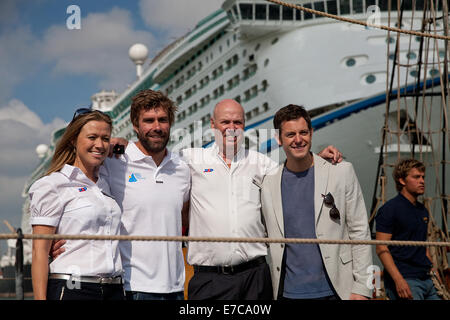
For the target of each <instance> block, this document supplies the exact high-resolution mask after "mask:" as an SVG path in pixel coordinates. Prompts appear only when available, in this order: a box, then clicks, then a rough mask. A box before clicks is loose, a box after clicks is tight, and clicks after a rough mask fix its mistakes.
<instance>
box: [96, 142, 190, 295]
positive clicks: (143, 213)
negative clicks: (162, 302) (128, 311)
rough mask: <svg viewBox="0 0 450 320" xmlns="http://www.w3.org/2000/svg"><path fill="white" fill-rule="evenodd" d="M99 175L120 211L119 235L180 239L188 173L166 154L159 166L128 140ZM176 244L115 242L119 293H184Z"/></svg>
mask: <svg viewBox="0 0 450 320" xmlns="http://www.w3.org/2000/svg"><path fill="white" fill-rule="evenodd" d="M100 175H101V176H102V177H103V178H104V179H105V180H107V181H108V182H109V186H110V188H111V193H112V194H113V195H114V197H115V198H116V200H117V203H118V204H119V206H120V207H121V208H122V212H123V214H122V226H121V234H122V235H133V236H137V235H142V236H181V209H182V207H183V203H184V202H186V201H189V189H190V172H189V167H188V165H187V164H186V163H185V162H184V161H183V160H181V159H180V158H179V157H178V156H177V155H176V154H173V153H171V152H167V155H166V157H165V158H164V160H163V161H162V162H161V164H160V165H159V166H156V164H155V162H154V161H153V159H152V157H151V156H146V155H145V154H144V153H143V152H142V151H141V150H139V148H138V147H137V146H136V144H135V143H133V142H130V143H129V144H128V146H127V148H126V150H125V154H123V155H122V156H121V157H120V158H119V159H116V158H108V159H106V160H105V162H104V165H103V166H102V167H101V168H100ZM181 245H182V244H181V243H180V242H168V241H164V242H163V241H159V242H156V241H121V242H120V253H121V255H122V262H123V268H124V272H125V277H124V278H125V290H127V291H141V292H151V293H171V292H177V291H183V290H184V280H185V271H184V259H183V251H182V247H181Z"/></svg>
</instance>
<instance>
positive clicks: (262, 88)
mask: <svg viewBox="0 0 450 320" xmlns="http://www.w3.org/2000/svg"><path fill="white" fill-rule="evenodd" d="M261 86H262V89H261V90H262V91H266V90H267V87H268V86H269V84H268V83H267V80H263V81H262V82H261Z"/></svg>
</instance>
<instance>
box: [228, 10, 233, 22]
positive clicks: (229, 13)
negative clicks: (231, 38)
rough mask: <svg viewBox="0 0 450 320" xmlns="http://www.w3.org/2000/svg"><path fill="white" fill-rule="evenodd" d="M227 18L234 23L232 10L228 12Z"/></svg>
mask: <svg viewBox="0 0 450 320" xmlns="http://www.w3.org/2000/svg"><path fill="white" fill-rule="evenodd" d="M227 16H228V19H230V21H231V22H234V17H233V14H232V13H231V10H228V11H227Z"/></svg>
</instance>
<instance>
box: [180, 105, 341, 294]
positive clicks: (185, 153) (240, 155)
mask: <svg viewBox="0 0 450 320" xmlns="http://www.w3.org/2000/svg"><path fill="white" fill-rule="evenodd" d="M211 128H212V129H214V134H215V142H214V144H213V145H212V147H210V148H193V149H186V150H184V151H183V158H184V159H185V161H187V163H188V165H189V167H190V169H191V182H192V186H191V195H190V210H189V235H190V236H194V237H200V236H201V237H249V238H253V237H257V238H259V237H265V236H266V233H265V227H264V225H263V222H262V219H261V202H260V185H261V183H262V180H263V178H264V176H265V175H266V174H267V173H268V172H269V171H271V170H272V169H274V168H275V167H277V166H278V163H275V162H274V161H272V160H271V159H269V158H268V157H266V156H265V155H263V154H261V153H259V152H257V151H253V150H248V149H245V148H244V147H243V144H242V141H243V132H244V128H245V119H244V109H243V108H242V106H241V105H240V104H239V103H238V102H236V101H234V100H231V99H226V100H222V101H220V102H219V103H218V104H217V105H216V107H215V108H214V112H213V116H212V118H211ZM322 154H323V156H324V157H329V158H332V157H333V155H334V157H337V158H339V157H340V154H339V152H338V151H337V150H336V149H334V148H333V147H328V148H327V149H325V150H324V151H322ZM266 255H267V247H266V245H265V244H264V243H219V242H190V243H189V244H188V256H187V260H188V263H189V264H191V265H193V267H194V276H193V277H192V279H191V281H190V282H189V288H188V297H189V299H193V300H198V299H220V300H229V299H230V300H260V299H263V300H270V299H272V284H271V278H270V270H269V267H268V265H267V263H266Z"/></svg>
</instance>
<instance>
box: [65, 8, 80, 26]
mask: <svg viewBox="0 0 450 320" xmlns="http://www.w3.org/2000/svg"><path fill="white" fill-rule="evenodd" d="M66 13H67V14H70V16H69V17H68V18H67V19H66V26H67V29H69V30H80V29H81V9H80V7H79V6H77V5H75V4H72V5H70V6H68V7H67V9H66Z"/></svg>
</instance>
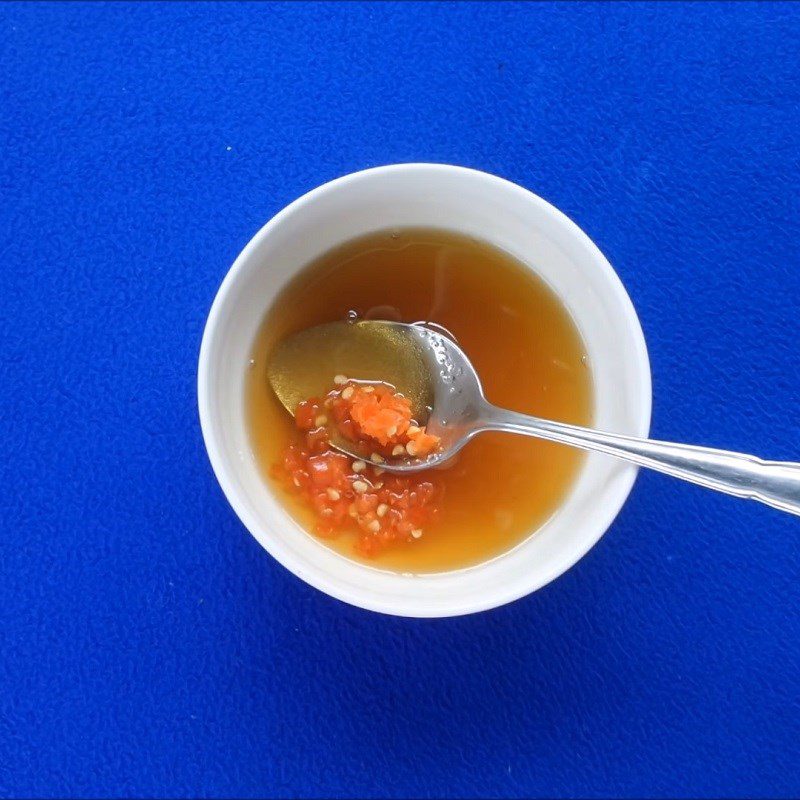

********************

- Problem details: For every line above that has "negative" in it, copy the line.

- Your response:
negative clicks: (162, 302) (128, 311)
negative clicks: (231, 38)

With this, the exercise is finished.